>> START TEXT BLOCK
More and more business leaders in the tech world and beyond are following Jobs' lead, tapping into their intuition through meditation, a practice that's been linked to lower stress levels and boosts in cognitive functioning, creativity, productivity and even empathy.
Here are eight business leaders who say practicing meditation has improved their work and their lives -- and sometimes led to game-changing innovation.
Marc Benioff
While working at international computer technology corporation Oracle, Benioff took up meditation to manage work-related stress. He's stuck with the habit ever since.
"I enjoy meditation, which I've been doing for over a decade -- probably to help relieve the stress I was going through when I was working at Oracle," Benioff told the San Francisco Chronicle in 2005.
He gave a nod to his meditation practice again last week at TechCrunch Disrupt in San Francisco during his discussion of Steve Jobs' leadership.
"Meditation is a major part of my life," Benioff said. "It's been that way for a couple of decades and that is something that I am in line with Steve Jobs on."
Mark Bertolini
After Aetna CEO Mark Bertolini broke his neck in a skiing accident, he spent a year taking painkillers -- until he found natural pain relief through yoga and meditation. Bertolini now practices mindfulness, which he says comes with the added benefit of better decision-making in the workplace.
He introduced a 12-week mindfulness and yoga program for employees at Aetna, which he says resulted in dramatically lower stress levels and increased productivity among participants. Now he says it's his mission to "bring the mindfulness benefits that [he] brought to 34,000 employees to everyone in America."
Jeff Weiner
LinkedIn CEO Jeff Weiner spoke at last year's Wisdom 2.0 conference about the importance of managing compassionately, something he calls his "first principle of management." Weiner wrote in a 2012 LinkedIn blog that the Dalai Lama's book The Art of Happiness taught him the principles of compassion and empathy, and has said that meditation can help boost compassion.
The tech entrepreneur has also said that the "single most important productivity tool" he uses is making time in his schedule each day to clear his mind and do nothing. "As the company grows larger ... you will require more time than ever before to just think," Weiner wrote in a LinkedIn blog in April.
>> END TEXT BLOCK
>> START DATA SHOWN
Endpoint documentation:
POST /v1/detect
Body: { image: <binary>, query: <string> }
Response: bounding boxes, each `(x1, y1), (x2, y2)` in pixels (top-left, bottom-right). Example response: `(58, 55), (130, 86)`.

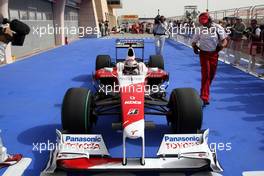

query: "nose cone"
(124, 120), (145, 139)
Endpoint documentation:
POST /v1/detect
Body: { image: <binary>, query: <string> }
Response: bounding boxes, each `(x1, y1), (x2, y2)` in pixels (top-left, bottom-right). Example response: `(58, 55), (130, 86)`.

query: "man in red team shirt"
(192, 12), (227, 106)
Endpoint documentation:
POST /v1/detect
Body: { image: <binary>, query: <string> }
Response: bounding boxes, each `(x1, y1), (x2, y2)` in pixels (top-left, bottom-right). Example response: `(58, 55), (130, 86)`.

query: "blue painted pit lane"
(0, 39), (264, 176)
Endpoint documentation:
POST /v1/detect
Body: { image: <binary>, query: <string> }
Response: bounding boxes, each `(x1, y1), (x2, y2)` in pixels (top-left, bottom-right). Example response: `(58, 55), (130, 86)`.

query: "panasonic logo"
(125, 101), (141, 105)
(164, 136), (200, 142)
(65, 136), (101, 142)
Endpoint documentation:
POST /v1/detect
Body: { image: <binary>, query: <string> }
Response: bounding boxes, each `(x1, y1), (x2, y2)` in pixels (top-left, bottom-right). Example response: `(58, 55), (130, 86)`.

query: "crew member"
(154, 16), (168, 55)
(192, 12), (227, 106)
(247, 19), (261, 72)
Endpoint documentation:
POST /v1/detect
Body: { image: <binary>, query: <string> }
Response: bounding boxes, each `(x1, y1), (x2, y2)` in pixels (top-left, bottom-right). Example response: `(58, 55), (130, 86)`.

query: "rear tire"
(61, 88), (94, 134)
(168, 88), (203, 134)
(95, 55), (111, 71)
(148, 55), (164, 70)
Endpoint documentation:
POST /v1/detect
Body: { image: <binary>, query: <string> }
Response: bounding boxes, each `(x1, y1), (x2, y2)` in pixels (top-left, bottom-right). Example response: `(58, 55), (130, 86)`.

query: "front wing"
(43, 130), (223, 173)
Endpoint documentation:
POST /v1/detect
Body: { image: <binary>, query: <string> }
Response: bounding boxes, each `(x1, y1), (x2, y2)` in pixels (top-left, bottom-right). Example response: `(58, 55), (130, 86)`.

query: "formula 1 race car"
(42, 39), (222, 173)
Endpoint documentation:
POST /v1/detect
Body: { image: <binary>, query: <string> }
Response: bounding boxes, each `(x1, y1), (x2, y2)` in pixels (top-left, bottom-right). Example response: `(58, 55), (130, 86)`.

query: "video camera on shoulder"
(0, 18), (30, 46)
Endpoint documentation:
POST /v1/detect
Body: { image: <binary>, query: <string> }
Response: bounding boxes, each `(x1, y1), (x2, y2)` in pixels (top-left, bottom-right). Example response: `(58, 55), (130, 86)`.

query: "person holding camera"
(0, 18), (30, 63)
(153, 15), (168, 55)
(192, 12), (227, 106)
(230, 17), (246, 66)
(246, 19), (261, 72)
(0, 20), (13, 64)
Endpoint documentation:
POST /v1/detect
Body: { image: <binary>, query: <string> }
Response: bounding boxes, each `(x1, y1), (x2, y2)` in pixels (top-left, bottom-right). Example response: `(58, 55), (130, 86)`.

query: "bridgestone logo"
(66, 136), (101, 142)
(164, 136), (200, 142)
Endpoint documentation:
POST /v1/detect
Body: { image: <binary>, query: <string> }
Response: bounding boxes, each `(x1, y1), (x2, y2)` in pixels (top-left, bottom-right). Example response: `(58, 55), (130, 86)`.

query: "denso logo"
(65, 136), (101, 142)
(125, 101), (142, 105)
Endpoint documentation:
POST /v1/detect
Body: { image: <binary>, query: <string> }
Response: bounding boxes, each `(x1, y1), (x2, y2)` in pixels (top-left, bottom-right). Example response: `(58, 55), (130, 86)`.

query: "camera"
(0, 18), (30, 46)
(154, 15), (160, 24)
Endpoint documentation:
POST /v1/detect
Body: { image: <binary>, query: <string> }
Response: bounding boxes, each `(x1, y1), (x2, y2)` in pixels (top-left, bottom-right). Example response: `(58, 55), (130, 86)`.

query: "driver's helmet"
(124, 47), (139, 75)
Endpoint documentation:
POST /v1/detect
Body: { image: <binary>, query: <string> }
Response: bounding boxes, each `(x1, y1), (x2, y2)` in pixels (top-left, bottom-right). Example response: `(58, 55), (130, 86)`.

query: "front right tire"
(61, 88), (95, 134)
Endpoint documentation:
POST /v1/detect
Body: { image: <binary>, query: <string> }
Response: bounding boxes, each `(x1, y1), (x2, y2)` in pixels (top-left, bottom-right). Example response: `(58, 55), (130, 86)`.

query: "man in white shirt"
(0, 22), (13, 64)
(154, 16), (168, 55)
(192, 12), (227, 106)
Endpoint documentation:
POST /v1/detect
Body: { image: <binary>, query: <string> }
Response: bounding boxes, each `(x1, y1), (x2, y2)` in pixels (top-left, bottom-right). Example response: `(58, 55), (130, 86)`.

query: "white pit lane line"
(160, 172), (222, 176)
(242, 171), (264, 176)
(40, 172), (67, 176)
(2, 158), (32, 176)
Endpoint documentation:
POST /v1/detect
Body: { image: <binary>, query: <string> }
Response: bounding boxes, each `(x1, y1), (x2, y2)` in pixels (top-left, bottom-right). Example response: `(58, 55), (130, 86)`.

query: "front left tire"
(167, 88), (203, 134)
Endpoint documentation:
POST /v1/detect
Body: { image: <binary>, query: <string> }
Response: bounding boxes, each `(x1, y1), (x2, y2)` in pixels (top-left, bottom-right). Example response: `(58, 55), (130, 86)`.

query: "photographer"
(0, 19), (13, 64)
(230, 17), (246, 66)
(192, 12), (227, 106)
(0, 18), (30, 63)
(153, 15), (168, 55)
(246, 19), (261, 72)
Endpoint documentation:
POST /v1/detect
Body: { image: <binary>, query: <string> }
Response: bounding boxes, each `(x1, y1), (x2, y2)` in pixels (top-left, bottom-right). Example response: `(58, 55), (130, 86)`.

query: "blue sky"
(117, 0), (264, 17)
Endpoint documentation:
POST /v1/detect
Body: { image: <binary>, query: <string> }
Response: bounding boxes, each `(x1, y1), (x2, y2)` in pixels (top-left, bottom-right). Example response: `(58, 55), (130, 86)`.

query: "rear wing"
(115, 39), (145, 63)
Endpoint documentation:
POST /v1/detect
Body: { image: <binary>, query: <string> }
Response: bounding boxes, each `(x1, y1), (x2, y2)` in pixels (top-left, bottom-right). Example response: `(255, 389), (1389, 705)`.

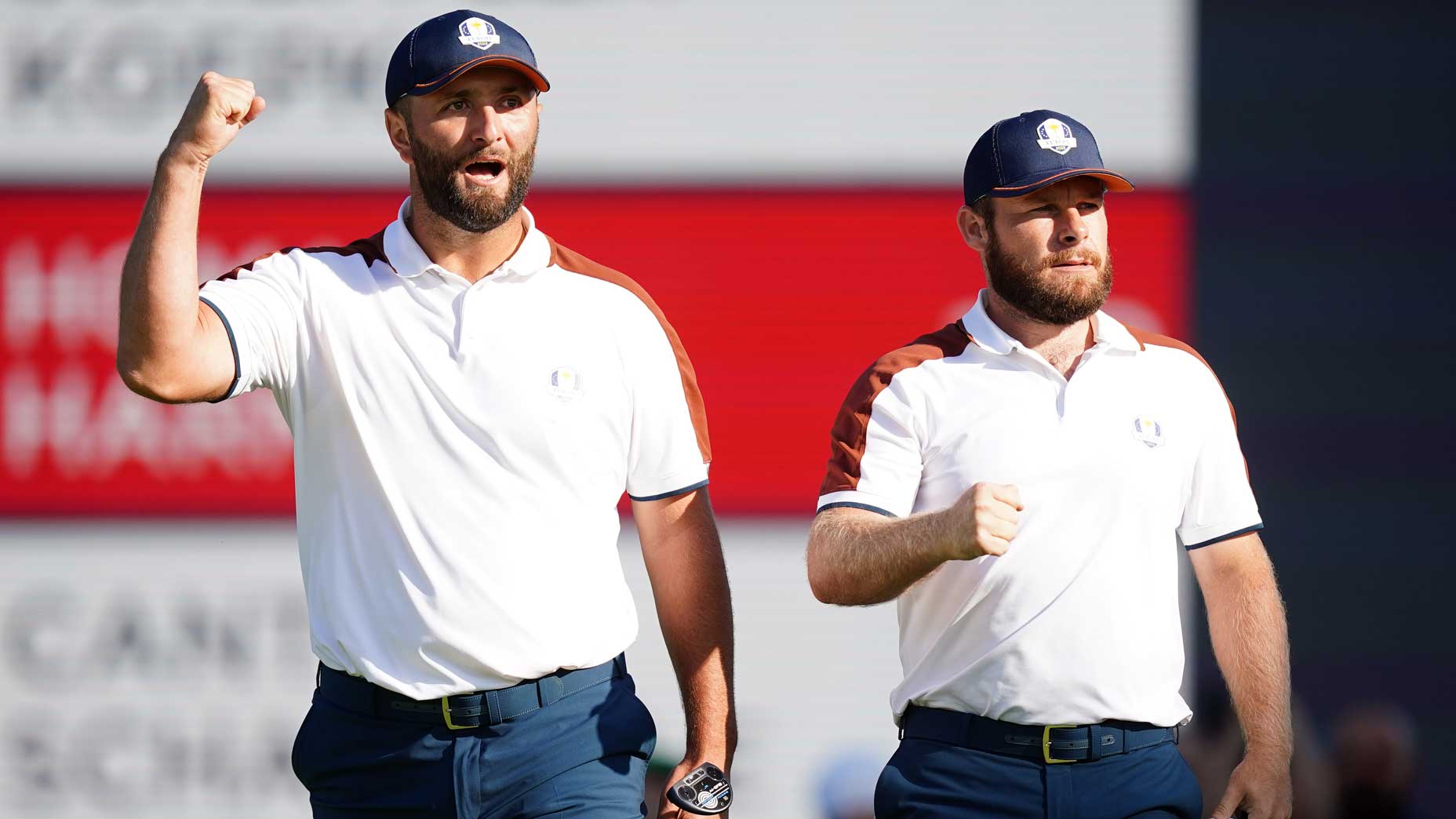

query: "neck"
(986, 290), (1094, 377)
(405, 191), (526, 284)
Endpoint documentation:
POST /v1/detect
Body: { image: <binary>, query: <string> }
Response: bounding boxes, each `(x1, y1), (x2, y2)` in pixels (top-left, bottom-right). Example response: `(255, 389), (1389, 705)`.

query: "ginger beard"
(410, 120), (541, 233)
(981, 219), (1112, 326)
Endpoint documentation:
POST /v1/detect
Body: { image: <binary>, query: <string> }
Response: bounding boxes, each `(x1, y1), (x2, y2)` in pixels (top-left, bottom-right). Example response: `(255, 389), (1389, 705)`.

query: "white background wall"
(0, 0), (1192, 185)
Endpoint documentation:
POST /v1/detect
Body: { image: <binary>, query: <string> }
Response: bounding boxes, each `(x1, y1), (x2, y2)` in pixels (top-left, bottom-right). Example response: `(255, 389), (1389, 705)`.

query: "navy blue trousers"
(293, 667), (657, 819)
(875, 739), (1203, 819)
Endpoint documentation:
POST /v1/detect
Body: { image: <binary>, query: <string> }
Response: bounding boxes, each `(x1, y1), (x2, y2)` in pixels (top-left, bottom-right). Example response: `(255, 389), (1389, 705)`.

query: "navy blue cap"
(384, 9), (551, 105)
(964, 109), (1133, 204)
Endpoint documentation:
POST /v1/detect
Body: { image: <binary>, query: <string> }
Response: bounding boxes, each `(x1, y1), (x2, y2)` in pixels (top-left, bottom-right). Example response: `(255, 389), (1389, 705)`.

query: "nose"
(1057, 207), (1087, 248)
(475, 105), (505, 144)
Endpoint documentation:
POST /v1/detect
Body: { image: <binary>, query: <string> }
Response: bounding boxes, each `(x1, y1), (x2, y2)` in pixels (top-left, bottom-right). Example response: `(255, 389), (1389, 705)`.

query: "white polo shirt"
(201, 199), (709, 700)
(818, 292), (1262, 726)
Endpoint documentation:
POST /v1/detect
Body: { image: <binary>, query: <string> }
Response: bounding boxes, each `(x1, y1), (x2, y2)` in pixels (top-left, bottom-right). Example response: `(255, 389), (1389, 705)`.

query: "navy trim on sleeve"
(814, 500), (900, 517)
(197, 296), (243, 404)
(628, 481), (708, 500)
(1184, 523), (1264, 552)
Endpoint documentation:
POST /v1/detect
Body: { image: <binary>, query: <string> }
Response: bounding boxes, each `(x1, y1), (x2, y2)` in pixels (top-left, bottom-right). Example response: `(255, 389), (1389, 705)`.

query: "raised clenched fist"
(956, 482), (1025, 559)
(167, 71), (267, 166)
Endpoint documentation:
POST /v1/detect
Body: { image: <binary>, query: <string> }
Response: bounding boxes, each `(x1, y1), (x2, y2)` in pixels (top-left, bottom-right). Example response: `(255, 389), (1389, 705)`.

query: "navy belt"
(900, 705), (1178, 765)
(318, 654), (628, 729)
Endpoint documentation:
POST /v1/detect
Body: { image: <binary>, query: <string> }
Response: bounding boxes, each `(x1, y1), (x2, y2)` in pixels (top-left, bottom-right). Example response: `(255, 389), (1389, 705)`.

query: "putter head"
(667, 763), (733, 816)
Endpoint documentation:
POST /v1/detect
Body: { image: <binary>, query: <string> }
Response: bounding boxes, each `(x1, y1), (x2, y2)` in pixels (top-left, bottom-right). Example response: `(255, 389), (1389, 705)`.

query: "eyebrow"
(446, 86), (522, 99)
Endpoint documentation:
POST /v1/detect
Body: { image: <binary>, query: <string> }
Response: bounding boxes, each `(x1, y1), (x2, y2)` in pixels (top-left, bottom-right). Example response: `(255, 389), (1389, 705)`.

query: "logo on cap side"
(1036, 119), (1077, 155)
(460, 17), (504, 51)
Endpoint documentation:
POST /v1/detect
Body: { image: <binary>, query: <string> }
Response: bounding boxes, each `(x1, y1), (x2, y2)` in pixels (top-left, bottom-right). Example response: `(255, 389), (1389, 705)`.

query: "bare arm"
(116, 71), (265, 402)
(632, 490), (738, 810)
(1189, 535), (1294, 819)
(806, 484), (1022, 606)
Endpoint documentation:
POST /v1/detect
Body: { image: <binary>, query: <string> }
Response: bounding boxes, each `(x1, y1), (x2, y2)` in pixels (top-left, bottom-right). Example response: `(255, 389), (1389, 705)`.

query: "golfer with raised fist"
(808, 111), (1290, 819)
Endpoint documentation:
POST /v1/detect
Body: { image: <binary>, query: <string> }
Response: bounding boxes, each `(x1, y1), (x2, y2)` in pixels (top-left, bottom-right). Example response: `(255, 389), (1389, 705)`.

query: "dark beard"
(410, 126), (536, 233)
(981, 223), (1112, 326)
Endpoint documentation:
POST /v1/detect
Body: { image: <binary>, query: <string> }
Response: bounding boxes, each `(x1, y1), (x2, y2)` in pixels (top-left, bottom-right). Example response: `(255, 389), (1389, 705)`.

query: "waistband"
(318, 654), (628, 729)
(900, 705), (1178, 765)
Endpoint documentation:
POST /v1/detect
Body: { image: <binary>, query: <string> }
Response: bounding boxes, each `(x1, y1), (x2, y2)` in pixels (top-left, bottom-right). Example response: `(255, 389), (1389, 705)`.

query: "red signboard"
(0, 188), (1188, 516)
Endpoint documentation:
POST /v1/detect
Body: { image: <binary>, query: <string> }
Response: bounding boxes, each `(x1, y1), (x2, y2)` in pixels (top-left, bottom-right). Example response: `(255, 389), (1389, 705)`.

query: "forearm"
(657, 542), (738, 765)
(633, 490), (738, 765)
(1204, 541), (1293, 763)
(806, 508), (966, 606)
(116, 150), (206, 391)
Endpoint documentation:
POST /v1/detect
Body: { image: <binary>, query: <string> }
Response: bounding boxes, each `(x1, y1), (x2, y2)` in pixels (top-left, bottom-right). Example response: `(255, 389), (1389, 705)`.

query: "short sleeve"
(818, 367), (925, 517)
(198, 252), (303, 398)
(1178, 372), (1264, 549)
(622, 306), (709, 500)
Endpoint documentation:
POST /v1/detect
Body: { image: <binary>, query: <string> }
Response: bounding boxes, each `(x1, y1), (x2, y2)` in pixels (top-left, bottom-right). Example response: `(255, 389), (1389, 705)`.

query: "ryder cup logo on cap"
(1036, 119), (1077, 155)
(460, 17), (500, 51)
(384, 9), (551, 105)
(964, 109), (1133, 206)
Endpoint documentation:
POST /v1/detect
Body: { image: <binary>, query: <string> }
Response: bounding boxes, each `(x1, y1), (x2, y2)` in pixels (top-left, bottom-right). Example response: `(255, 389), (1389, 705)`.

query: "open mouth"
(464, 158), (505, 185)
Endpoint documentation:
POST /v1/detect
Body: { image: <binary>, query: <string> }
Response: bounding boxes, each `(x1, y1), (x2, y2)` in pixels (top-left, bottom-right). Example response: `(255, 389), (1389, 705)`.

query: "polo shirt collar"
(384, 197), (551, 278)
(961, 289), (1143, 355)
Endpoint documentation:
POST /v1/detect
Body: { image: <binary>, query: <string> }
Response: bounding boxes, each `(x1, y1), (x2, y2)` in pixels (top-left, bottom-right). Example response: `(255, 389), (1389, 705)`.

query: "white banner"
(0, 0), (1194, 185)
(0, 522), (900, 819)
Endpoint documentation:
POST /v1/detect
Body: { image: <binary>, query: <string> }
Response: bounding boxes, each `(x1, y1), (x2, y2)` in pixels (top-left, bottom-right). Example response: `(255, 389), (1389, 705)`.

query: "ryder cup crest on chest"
>> END DATA SHOWN
**GIVEN PROBLEM 1:** From the article on business leaders and meditation, transcribe the part that opens with the words containing "Here are eight" and closes with "habit ever since.".
**GIVEN PROBLEM 2:** In the article on business leaders and meditation, how many weeks long is the mindfulness and yoga program introduced for Aetna employees?
**GIVEN PROBLEM 3:** Supply the next part of the article on business leaders and meditation, continuing from where it stops.

**EXERCISE ANSWER 1:**
Here are eight business leaders who say practicing meditation has improved their work and their lives -- and sometimes led to game-changing innovation.
Marc Benioff
While working at international computer technology corporation Oracle, Benioff took up meditation to manage work-related stress. He's stuck with the habit ever since.

**EXERCISE ANSWER 2:** 12 weeks.

**EXERCISE ANSWER 3:**
Rick Rubin
Former Columbia Records president Rick Rubin practices Transcendental Meditation, sometimes with Def Jam co-founder Russell Simmons. In 2011, Rubin and Simmons led a group meditation during a book talk at the New York Public Library.
"The more we can get in tune with the harmony of the planet, the more our art can benefit from that relationship," the music producer, who says he has practiced meditation since he was very young, told Nowness.com. "The more you understand silence, that's where the balance comes from."
John Mackey
Every business should have a higher purpose beyond maximizing profits, according to Whole Foods CEO John Mackey, author of Conscious Capitalism: Liberating The Heroic Spirit Of Business.
"My search for meaning and purpose led me into the counterculture movement of the late 1960's and 1970's," Mackey wrote in Conscious Capitalism. "I studied Eastern philosophy and religion at the time and still practice both yoga and meditation. I studied ecology. I became a vegetarian."
Nancy Slomowitz
Nancy Slomowitz, CEO of Executive Management Associates, helped to lower her company's health care costs by offering employees classes in Transcendental Meditation, a popular mindfulness practice favored by the likes of Rupert Murdoch, Russell Brand, Candy Crowley and Oprah. She's been practicing it herself since she was a teenager.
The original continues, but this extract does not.